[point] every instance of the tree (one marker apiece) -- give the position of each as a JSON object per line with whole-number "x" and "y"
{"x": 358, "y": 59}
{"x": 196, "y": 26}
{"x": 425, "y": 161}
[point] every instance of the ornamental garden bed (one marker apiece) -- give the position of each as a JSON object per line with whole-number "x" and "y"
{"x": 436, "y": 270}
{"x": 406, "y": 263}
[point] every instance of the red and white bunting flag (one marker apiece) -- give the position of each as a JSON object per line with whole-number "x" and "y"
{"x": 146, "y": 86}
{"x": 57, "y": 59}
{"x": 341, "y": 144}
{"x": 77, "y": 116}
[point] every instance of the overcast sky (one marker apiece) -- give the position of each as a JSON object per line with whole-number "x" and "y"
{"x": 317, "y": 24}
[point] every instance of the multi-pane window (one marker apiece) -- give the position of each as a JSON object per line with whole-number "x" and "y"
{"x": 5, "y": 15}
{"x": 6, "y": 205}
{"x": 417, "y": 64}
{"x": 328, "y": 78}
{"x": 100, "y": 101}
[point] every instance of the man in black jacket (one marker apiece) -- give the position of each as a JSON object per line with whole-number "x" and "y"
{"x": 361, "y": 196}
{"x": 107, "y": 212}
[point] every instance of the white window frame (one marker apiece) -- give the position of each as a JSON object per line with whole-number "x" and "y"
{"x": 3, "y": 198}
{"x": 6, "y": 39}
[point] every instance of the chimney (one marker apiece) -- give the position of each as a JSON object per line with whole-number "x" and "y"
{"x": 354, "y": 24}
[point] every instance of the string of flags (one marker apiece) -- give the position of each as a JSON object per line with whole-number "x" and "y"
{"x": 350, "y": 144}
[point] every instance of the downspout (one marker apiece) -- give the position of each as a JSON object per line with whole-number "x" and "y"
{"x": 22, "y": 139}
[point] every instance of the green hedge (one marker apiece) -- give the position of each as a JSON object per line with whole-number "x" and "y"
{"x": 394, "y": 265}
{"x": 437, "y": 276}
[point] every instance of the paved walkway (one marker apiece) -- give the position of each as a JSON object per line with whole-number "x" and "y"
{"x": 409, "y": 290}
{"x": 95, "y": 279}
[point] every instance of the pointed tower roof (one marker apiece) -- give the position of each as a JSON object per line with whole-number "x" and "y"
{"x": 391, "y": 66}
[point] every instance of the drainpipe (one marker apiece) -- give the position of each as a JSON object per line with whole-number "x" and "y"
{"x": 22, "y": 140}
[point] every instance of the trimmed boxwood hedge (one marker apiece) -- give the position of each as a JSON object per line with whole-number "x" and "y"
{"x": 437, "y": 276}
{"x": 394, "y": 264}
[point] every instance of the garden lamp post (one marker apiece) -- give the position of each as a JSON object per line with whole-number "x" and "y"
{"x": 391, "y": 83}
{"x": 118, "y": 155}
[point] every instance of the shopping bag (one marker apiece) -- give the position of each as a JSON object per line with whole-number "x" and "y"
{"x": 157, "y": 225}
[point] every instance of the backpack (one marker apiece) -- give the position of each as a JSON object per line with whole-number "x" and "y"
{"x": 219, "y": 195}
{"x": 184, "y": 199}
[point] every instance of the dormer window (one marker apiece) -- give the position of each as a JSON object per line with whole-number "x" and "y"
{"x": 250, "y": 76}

● ASSIGNMENT:
Your reply should be all of the data, returned exactly.

● SOLUTION TO THIS PROBLEM:
[point] every instance of the tree (one marker apiece) -- give the position of each as a JSON object per line with whole-number "x" and "y"
{"x": 358, "y": 59}
{"x": 196, "y": 26}
{"x": 425, "y": 161}
[point] every instance of the ornamental garden bed (one marker apiece) -- give the position of each as a JSON object per line with whole-number "x" and "y"
{"x": 436, "y": 270}
{"x": 406, "y": 263}
[point] every instance of the red and white bunting flag (one marker apiece) -- give the position of each as a JSON object per line with whole-number "x" and "y"
{"x": 146, "y": 86}
{"x": 57, "y": 59}
{"x": 341, "y": 144}
{"x": 77, "y": 116}
[point] every instance of the overcast sky (one marker apiece) -- give the position of each as a JSON object per line with whole-number "x" and "y"
{"x": 317, "y": 24}
[point] every instance of the multi-pane window (one marker apiece) -- give the position of each as a JSON object per line with whole-number "x" and "y"
{"x": 5, "y": 15}
{"x": 6, "y": 205}
{"x": 417, "y": 64}
{"x": 328, "y": 78}
{"x": 100, "y": 101}
[point] every instance of the man in black jacket (one marker apiece) -- give the position of each as a JSON object per line with whole-number "x" and "y"
{"x": 361, "y": 196}
{"x": 107, "y": 212}
[point] every instance of the white window frame (one marker apiece) -- give the position of each as a JSON object per line with whole-number "x" and "y"
{"x": 3, "y": 198}
{"x": 6, "y": 39}
[point] every instance of the chimney (one marker apiece) -- give the position of each as a JSON object per line with whole-number "x" and "y"
{"x": 354, "y": 24}
[point] every instance of the string of flags (one marker apiece) -- give the position of each as a JSON object per line with whole-number "x" and "y"
{"x": 350, "y": 144}
[point] every instance of the downspout (one marker apiece) -- give the position of each as a JSON object per line with whole-number "x" and "y"
{"x": 22, "y": 139}
[point] every instance of the green hedge (one marker apiece) -- give the position of each as a JSON object per line with whole-number "x" and "y"
{"x": 394, "y": 265}
{"x": 437, "y": 276}
[point] every instance of the paved walkway (one marker apiece) -- give the position of each as a JSON object per line with whole-number "x" and "y"
{"x": 409, "y": 290}
{"x": 95, "y": 279}
[point] every instance of the pointed tower roof (one marker apiece) -- give the position of each as a JSON object per line with whole-number "x" and "y"
{"x": 391, "y": 66}
[point] every instance of the drainpipe (one marker apiece) -- give the position of each as a JSON object per line with whole-number "x" and "y"
{"x": 22, "y": 140}
[point] every instance of the trimmed boxwood hedge (one marker apiece) -- give the position of each as a JSON object per line with whole-number "x" and "y"
{"x": 437, "y": 276}
{"x": 394, "y": 264}
[point] every instance of the garden lamp post (one marker apiece) -- give the position of each as a JSON object per line with whole-number "x" and "y"
{"x": 391, "y": 83}
{"x": 118, "y": 155}
[point] every instance of the shopping bag (one marker apiece) -- give the position of each as a JSON object per line with whole-number "x" and "y"
{"x": 157, "y": 225}
[point] every instance of the backpack (one marker apiece) -- give the position of each as a JSON object per line with whole-number "x" and "y"
{"x": 219, "y": 195}
{"x": 184, "y": 199}
[point] every instance of the dormer window (one marker apiece) -- give the position of each as a JSON object per line with whole-number "x" and "y"
{"x": 250, "y": 76}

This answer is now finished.